== Exercise requirements ==
• a. In the Roe v. Wade passage, at what point does the State's interest in potential life become "compelling"?
• b. Decide whether each statement agrees with the Roe v. Wade passage, answering yes or no and quoting the deciding words: (i) Roe placed the compelling point for the State's interest in maternal health at about the end of the first trimester. (ii) The Casey opinion kept Roe's strict trimester framework. (iii) After viability, a State may ban abortion without any exception.

My reason for pointing this out is that the Court found no ambiguity with the term "person," and they have never afforded rights to the fetus or even attempted to weigh the rights of the fetus against those of the mother. The Roe Court admitted "If this suggestion of personhood is established, the appellant's case, of course, collapses, for the fetus' right to life would then be guaranteed specifically by the Amendment." That is, the Roe Court indicated that if the fetus were a "person," abortion would be prohibited under the 14th Amendment, which is why it was critical for the Court to find the fetus was not a person.
The analysis of Roe is a bit convoluted, only arguing that the State may regulate abortion to the extent it protects the health of the mother, with no reference to the fetus:
"With respect to the State's important and legitimate interest in the health of the mother, the 'compelling' point, in the light of present medical knowledge, is at approximately the end of the first trimester. This is so because of the now-established medical fact, referred to above at 149, that until the end of the first trimester mortality in abortion may be less than mortality in normal childbirth. It follows that, from and after this point, a State may regulate the abortion procedure to the extent that the regulation reasonably relates to the preservation and protection of maternal health. Examples of permissible state regulation in this area are requirements as to the qualifications of the person who is to perform the abortion; as to the licensure of that person; as to the facility in which the procedure is to be performed, that is, whether it must be a hospital or may be a clinic or some other place of less-than-hospital status; as to the licensing of the facility; and the like.
This means, on the other hand, that, for the period of pregnancy prior to this 'compelling' point, the attending physician, in consultation with his patient, is free to determine, without regulation by the State, that, in his medical judgment, the patient's pregnancy should be terminated. If that decision is reached, the judgment may be effectuated by an abortion free of interference by the State."
The closest it comes to referencing the rights of the fetus is in the statement:
"With respect to the State's important and legitimate interest in potential life, the 'compelling' point is at viability. This is so because the fetus then presumably has the capability of meaningful life outside the mother's womb. State regulation protective of fetal life after viability thus has both logical and biological justifications. If the State is interested in protecting fetal life after viability, it may go so far as to proscribe abortion during that period, except when it is necessary to preserve the life or health of the mother."
But even here the Court is very careful to refer to it as "potential life", and not "the fetus," which would be a very different statement. The former referencing a general view that the State has the right to encourage life to come about, while the latter would indicate that an actual, particular fetus is endowed with rights.
The Casey opinion didn't change this basic framework of Roe, but instead abandoned the strict trimester framework of Roe with an evolving viability standard based on recent science.
Your phrasing of it seems like a strawman appeal to ridicule. — Michael
I'd call it just snarky, not really attempting to make any important point.

== Supplied material ==

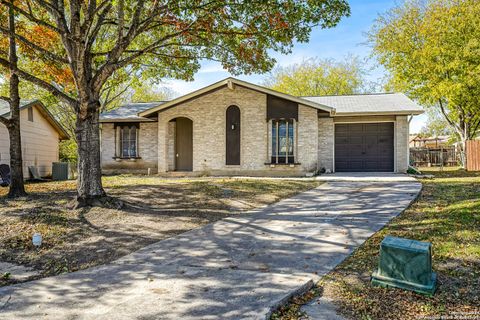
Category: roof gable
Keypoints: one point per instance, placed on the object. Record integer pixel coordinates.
(5, 112)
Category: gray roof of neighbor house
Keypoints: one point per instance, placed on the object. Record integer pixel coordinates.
(380, 103)
(129, 112)
(5, 112)
(5, 107)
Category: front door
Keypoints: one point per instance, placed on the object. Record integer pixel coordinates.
(184, 145)
(233, 136)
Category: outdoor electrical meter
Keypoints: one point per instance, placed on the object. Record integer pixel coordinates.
(406, 264)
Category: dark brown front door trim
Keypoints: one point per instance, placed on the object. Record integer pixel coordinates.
(232, 132)
(183, 144)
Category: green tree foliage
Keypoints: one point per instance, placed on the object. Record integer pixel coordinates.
(316, 77)
(436, 125)
(432, 50)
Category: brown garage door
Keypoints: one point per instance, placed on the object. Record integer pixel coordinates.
(364, 147)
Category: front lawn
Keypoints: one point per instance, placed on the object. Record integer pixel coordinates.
(447, 213)
(155, 209)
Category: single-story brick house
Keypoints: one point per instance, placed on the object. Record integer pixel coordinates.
(41, 134)
(233, 127)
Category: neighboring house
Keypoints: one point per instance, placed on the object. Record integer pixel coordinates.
(234, 127)
(417, 141)
(40, 134)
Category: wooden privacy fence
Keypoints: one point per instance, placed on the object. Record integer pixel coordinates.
(424, 157)
(472, 148)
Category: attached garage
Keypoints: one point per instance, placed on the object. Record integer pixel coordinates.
(364, 147)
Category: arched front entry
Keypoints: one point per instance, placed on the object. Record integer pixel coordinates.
(183, 144)
(233, 136)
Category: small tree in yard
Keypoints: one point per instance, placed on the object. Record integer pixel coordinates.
(317, 77)
(95, 39)
(17, 188)
(432, 49)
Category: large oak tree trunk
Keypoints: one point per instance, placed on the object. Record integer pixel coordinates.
(89, 183)
(17, 188)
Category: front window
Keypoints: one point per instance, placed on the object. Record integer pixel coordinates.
(128, 141)
(282, 141)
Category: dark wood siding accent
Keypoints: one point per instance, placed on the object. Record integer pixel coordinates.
(184, 144)
(278, 108)
(233, 135)
(364, 147)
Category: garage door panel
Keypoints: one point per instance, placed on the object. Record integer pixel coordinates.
(364, 147)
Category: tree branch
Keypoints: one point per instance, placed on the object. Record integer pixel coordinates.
(4, 121)
(39, 82)
(6, 99)
(31, 17)
(36, 47)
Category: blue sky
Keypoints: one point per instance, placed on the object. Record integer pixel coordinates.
(347, 38)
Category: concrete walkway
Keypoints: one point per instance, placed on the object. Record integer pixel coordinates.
(237, 268)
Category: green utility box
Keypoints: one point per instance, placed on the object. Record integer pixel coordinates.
(406, 264)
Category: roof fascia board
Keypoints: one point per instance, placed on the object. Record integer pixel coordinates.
(126, 120)
(376, 113)
(228, 82)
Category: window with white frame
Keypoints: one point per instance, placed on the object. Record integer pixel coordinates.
(283, 141)
(128, 136)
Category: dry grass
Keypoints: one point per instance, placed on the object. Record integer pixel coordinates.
(447, 213)
(155, 209)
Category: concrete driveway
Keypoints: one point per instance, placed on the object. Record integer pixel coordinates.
(237, 268)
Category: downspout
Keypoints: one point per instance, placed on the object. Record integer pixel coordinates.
(408, 141)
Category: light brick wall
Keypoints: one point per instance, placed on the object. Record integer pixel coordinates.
(401, 141)
(171, 145)
(147, 150)
(326, 142)
(307, 138)
(208, 113)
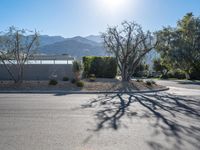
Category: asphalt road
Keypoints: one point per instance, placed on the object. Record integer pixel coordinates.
(188, 84)
(160, 121)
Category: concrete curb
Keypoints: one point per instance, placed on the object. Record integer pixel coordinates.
(81, 92)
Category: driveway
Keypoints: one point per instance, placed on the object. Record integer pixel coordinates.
(159, 121)
(188, 84)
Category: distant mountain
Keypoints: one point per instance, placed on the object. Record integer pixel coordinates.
(46, 40)
(76, 46)
(80, 46)
(95, 38)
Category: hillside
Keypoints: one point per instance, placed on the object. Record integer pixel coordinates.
(77, 46)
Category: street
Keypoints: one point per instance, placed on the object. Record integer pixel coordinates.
(159, 121)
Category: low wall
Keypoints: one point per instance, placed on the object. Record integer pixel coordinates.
(39, 71)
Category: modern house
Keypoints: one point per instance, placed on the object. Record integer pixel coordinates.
(42, 67)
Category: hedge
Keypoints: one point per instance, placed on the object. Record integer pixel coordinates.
(102, 67)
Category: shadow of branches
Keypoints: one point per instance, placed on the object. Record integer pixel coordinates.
(176, 117)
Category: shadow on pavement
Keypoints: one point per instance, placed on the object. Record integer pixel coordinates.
(175, 117)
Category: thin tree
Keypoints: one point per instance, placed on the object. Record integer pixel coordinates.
(129, 44)
(16, 47)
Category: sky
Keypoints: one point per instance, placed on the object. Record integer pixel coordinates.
(70, 18)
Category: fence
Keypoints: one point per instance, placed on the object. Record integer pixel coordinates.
(39, 71)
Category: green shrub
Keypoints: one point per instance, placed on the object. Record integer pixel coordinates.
(80, 83)
(77, 68)
(92, 78)
(179, 74)
(150, 83)
(73, 81)
(65, 79)
(53, 82)
(139, 80)
(102, 67)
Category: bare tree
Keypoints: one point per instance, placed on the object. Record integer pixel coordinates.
(16, 47)
(129, 44)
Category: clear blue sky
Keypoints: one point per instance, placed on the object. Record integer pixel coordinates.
(85, 17)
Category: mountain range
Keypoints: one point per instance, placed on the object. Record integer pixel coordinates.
(77, 46)
(80, 46)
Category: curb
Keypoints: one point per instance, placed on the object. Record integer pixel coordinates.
(82, 92)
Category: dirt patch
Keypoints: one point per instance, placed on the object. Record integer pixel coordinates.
(98, 85)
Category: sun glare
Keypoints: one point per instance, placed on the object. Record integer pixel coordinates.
(112, 6)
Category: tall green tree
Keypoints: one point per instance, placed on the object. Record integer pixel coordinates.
(129, 44)
(16, 47)
(181, 45)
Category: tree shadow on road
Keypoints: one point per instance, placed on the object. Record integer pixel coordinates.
(176, 117)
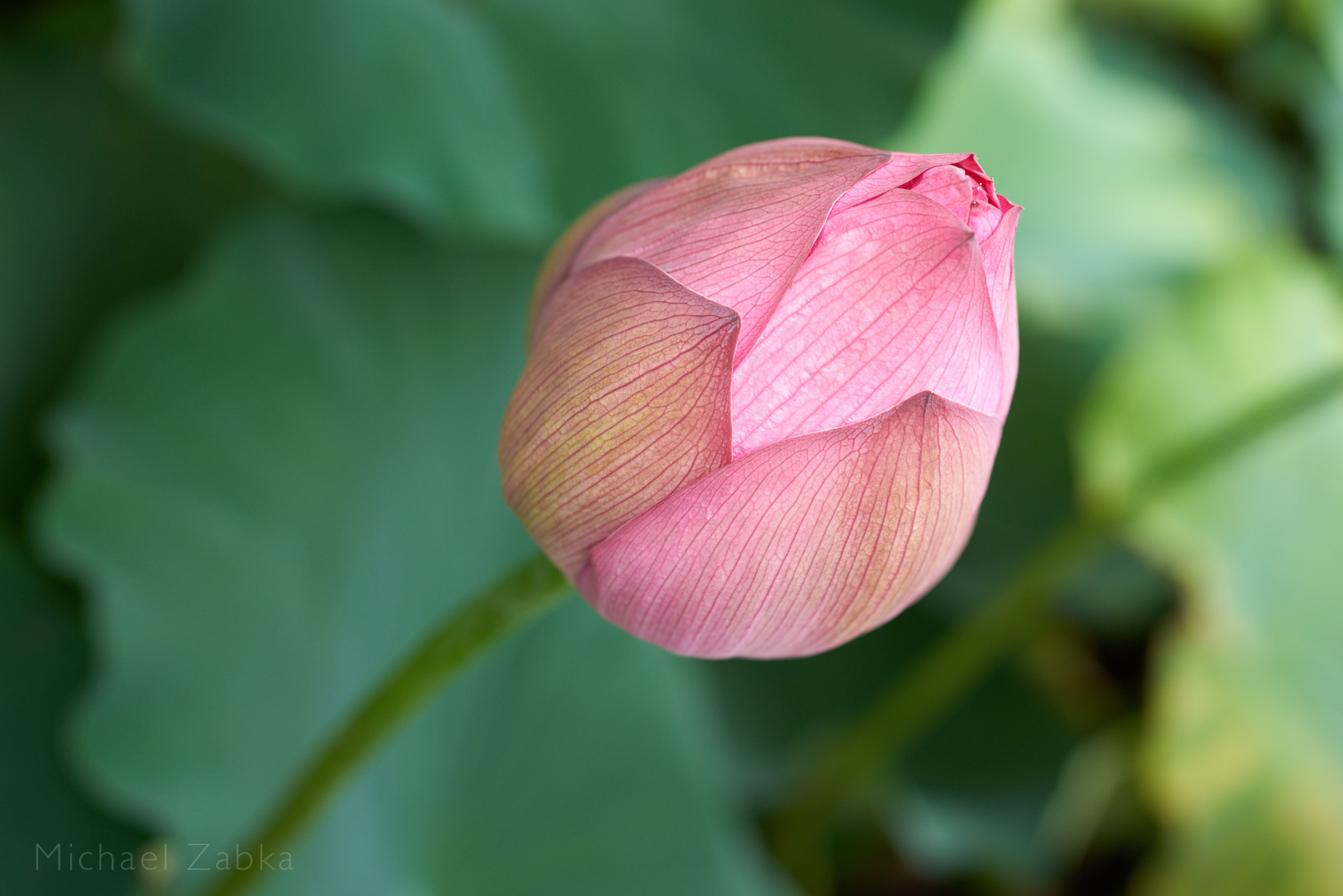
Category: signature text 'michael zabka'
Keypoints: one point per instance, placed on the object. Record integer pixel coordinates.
(66, 857)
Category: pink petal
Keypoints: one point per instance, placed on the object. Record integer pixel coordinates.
(803, 545)
(559, 260)
(736, 227)
(1002, 290)
(904, 168)
(891, 303)
(624, 400)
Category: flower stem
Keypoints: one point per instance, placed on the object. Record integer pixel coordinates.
(464, 636)
(856, 759)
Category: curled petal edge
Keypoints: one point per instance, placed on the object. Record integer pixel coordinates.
(803, 545)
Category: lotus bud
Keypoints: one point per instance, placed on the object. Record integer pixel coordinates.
(763, 398)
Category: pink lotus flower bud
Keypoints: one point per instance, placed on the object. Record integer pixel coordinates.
(763, 398)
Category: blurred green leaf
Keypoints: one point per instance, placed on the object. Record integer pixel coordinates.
(508, 116)
(273, 482)
(975, 792)
(42, 661)
(1205, 22)
(96, 205)
(1244, 752)
(1117, 176)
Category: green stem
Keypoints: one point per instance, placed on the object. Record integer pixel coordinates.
(919, 700)
(445, 653)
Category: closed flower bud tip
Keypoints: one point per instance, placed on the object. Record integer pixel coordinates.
(763, 398)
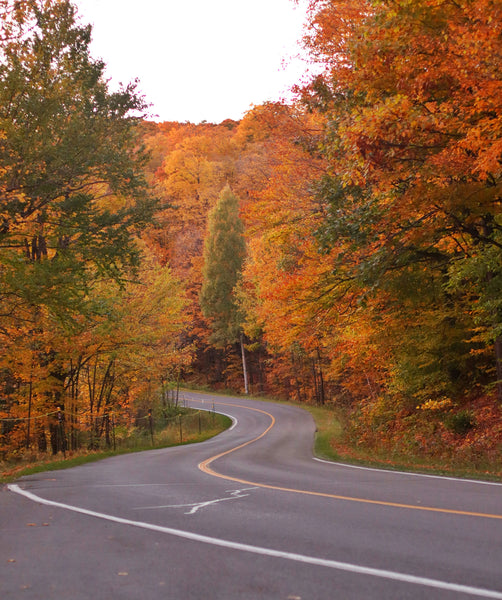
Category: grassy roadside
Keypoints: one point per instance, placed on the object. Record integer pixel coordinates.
(330, 444)
(164, 439)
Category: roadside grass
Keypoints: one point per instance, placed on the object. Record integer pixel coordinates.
(331, 444)
(136, 442)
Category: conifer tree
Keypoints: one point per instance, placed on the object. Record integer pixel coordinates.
(224, 253)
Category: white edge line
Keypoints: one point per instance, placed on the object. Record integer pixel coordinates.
(410, 473)
(332, 564)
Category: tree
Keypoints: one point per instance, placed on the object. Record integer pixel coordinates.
(224, 253)
(71, 182)
(73, 195)
(413, 188)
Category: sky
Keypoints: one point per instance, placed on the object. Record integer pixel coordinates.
(199, 60)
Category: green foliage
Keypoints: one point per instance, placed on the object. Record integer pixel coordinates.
(224, 253)
(71, 182)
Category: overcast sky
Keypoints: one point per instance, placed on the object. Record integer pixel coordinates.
(199, 59)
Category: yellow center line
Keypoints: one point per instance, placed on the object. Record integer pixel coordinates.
(205, 468)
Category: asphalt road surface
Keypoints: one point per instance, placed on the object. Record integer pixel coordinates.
(248, 515)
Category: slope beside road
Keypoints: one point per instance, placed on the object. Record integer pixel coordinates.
(248, 514)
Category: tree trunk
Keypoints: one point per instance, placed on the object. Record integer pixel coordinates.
(498, 359)
(244, 366)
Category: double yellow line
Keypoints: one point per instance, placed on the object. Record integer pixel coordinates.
(206, 468)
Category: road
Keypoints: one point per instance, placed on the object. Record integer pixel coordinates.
(249, 514)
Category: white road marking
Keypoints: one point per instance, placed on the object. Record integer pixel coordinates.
(309, 560)
(234, 494)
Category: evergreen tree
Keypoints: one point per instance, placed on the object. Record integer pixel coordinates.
(224, 253)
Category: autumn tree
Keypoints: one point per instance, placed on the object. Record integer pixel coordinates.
(224, 253)
(72, 189)
(73, 195)
(413, 187)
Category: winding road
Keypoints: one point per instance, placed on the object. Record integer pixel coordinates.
(249, 514)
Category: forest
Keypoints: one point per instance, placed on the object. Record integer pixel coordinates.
(342, 250)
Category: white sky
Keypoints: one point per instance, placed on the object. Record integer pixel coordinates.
(199, 59)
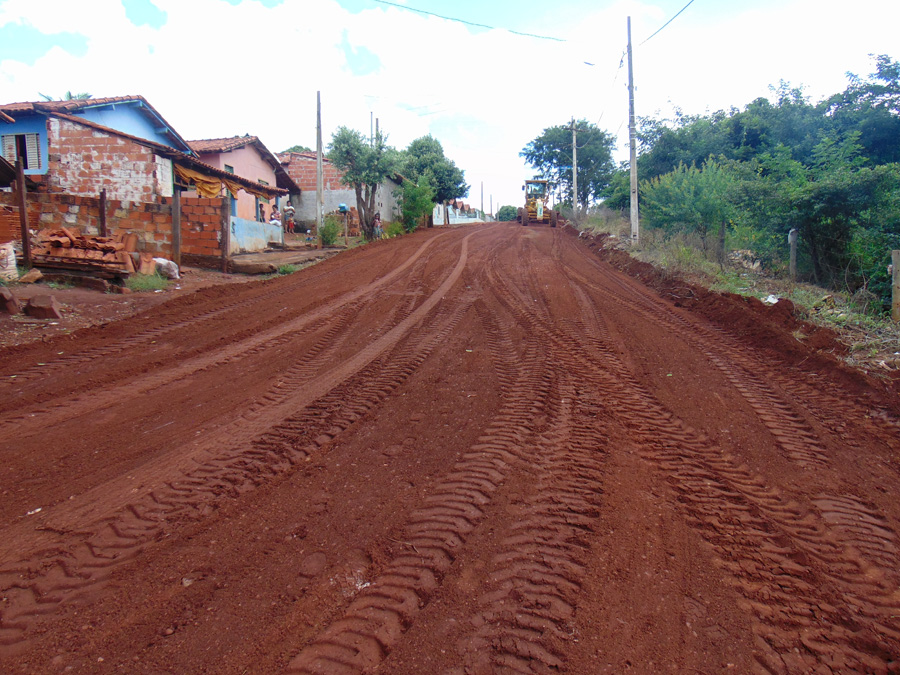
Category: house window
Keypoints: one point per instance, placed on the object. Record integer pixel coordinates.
(24, 146)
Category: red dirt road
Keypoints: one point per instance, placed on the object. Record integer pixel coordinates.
(465, 451)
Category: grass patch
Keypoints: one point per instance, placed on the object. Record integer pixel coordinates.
(146, 282)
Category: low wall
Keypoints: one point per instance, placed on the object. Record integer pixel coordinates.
(251, 235)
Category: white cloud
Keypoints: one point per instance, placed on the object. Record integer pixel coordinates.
(214, 69)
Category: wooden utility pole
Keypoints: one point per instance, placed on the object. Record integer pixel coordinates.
(176, 223)
(793, 235)
(895, 286)
(23, 212)
(320, 183)
(632, 145)
(104, 232)
(574, 168)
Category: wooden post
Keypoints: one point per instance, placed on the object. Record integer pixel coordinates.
(226, 233)
(103, 231)
(23, 212)
(895, 286)
(793, 235)
(176, 227)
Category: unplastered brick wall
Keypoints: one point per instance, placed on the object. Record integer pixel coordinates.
(152, 222)
(302, 170)
(201, 227)
(83, 160)
(10, 225)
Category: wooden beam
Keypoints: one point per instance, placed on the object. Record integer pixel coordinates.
(103, 231)
(23, 212)
(225, 242)
(176, 227)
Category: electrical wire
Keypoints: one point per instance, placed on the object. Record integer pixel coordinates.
(667, 23)
(469, 23)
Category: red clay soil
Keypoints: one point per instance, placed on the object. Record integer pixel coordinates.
(465, 451)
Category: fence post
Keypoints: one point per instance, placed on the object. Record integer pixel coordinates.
(895, 286)
(104, 232)
(23, 212)
(792, 240)
(176, 227)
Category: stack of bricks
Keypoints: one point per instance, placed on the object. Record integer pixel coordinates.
(151, 222)
(201, 227)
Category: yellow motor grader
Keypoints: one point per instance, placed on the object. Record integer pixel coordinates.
(535, 209)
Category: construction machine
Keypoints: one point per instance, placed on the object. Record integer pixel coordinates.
(535, 209)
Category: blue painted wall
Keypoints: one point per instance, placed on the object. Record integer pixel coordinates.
(128, 118)
(30, 125)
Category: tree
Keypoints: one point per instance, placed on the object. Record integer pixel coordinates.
(507, 213)
(365, 167)
(690, 198)
(425, 157)
(551, 154)
(416, 202)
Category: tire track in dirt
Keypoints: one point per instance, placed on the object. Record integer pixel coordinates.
(36, 587)
(814, 599)
(147, 336)
(527, 618)
(387, 606)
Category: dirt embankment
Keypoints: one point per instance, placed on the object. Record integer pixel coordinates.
(469, 450)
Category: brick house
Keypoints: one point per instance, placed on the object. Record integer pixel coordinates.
(301, 167)
(248, 157)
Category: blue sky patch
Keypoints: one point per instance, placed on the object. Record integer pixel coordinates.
(144, 13)
(28, 44)
(360, 60)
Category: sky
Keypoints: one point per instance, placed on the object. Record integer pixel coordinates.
(218, 68)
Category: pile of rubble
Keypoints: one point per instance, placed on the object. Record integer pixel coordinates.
(66, 248)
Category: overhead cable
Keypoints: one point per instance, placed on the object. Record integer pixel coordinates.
(667, 23)
(468, 23)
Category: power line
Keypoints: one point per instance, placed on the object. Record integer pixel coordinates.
(666, 23)
(469, 23)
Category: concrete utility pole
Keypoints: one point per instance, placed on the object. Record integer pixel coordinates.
(320, 182)
(574, 168)
(632, 146)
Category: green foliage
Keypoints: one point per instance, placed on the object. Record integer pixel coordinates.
(551, 154)
(416, 201)
(829, 170)
(507, 213)
(425, 157)
(364, 166)
(330, 230)
(691, 199)
(146, 282)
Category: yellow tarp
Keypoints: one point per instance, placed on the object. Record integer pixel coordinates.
(211, 187)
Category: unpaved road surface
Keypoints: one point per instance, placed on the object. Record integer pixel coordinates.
(472, 450)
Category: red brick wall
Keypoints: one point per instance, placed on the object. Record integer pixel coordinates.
(201, 221)
(10, 228)
(201, 226)
(82, 161)
(151, 222)
(302, 170)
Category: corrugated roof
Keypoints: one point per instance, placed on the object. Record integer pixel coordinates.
(173, 154)
(211, 145)
(77, 105)
(221, 144)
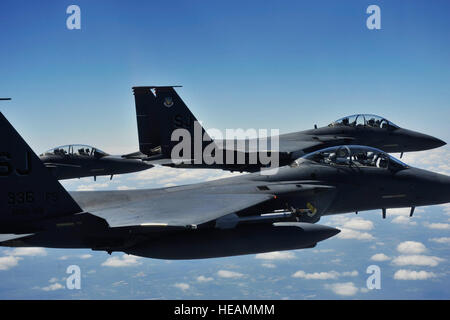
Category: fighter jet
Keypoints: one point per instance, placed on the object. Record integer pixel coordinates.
(160, 111)
(246, 214)
(77, 161)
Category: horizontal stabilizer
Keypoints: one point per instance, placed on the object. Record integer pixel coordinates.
(7, 237)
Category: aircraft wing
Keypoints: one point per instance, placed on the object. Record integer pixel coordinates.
(185, 206)
(172, 208)
(302, 143)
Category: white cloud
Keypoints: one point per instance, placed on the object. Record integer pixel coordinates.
(8, 262)
(343, 289)
(316, 275)
(353, 234)
(31, 252)
(439, 226)
(268, 265)
(276, 255)
(124, 261)
(403, 274)
(204, 279)
(92, 186)
(324, 275)
(434, 160)
(411, 247)
(53, 287)
(441, 240)
(404, 220)
(81, 256)
(358, 224)
(229, 274)
(125, 188)
(380, 257)
(417, 260)
(182, 286)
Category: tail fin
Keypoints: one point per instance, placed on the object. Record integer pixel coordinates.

== Answer list ==
• a. At viability.

• b.
(i) Yes: "the 'compelling' point, in the light of present medical knowledge, is at approximately the end of the first trimester."
(ii) No: "abandoned the strict trimester framework of Roe"
(iii) No: "except when it is necessary to preserve the life or health of the mother."